What is being asked ::
Rewrite the keratoconus text from "Keratoconus prevalence: Much" up to and including "previously documented. Wow!", replacing "frequency" with "rate".

Selected text ::
___
Keratoconus prevalence: Much more common than previously thought

Previously, the frequency of keratoconus was most commonly reported to be 1 in 2,000, a value based on a registration study in Olmsted County, Minnesota, conducted 1935-1982; the study reported a prevalence of 54.5 per 100,000 cases. As advancement in technologies such as corneal topography led the way for earlier detection of subclinical cases, the prevalence of keratoconus was then found to be much, much more common. An epidemiological study conducted via data extraction from the largest health insurance provider in the Netherlands concluded that keratoconus among the age group of 10-40 years, the annual incidence of the disease was 1:7500 (13.3 cases per 100,000) and the estimated prevalence was 1:375 (265 cases per 100,000). These values are 5 to 10-fold higher than previously documented. Wow!

We know that the progressed unilateral and even more so bilateral form of the disease can be very visually significant and even life-altering. If caught early, you can change the outcome of someone’s life before keratoconus has had a chance to functionally impact it, but the key is early diagnosis, close monitoring, and intervention when necessary. So, are you asking the right questions? Are you screening your patients, if so, whom? Are you connected with the right team of professionals to help you manage your patients comprehensively?

A family history of keratoconus – when to screen

Keratoconus affects all countries and races, yet it has become clear that the prevalence distribution is not uniform throughout the world. Differences in prevalence and age of onset among ethnic populations point at strong genetic influences in the presentation, course, and outcome of the disease. Patients with any indication of a family history of keratoconus must be screened and closely monitored. Patients with an ocular history of keratoconus should be educated to have family members screened – children, siblings, etc. Early detection can dramatically alter the outcome. Although the natural history and pattern of progression of keratoconus are variable, the process typically begins around the age of puberty and progresses over the course of one to two decades, after which point it eventually stops. The severity of the disease at the time the progression stops can vary from mild unilateral or bilateral irregular astigmatism, to severely ectatic, scarred corneas in need of high-risk surgical intervention. Early diagnosis is crucial in the hopes of preventing any visually significant and often debilitating effects.
___
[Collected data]

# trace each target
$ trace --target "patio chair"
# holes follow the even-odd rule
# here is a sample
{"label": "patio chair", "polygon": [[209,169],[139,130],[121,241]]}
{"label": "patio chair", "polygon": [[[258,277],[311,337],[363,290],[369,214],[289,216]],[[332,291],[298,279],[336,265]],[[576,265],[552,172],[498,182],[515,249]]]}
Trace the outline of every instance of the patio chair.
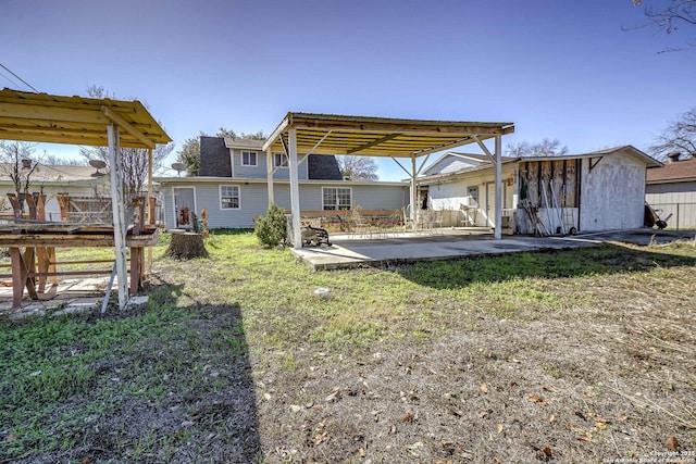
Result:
___
Answer to this problem ::
Keratoconus prevalence: Much more common than previously thought

Previously, the rate of keratoconus was most commonly reported to be 1 in 2,000, a value based on a registration study in Olmsted County, Minnesota, conducted 1935-1982; the study reported a prevalence of 54.5 per 100,000 cases. As advancement in technologies such as corneal topography led the way for earlier detection of subclinical cases, the prevalence of keratoconus was then found to be much, much more common. An epidemiological study conducted via data extraction from the largest health insurance provider in the Netherlands concluded that keratoconus among the age group of 10-40 years, the annual incidence of the disease was 1:7500 (13.3 cases per 100,000) and the estimated prevalence was 1:375 (265 cases per 100,000). These values are 5 to 10-fold higher than previously documented. Wow!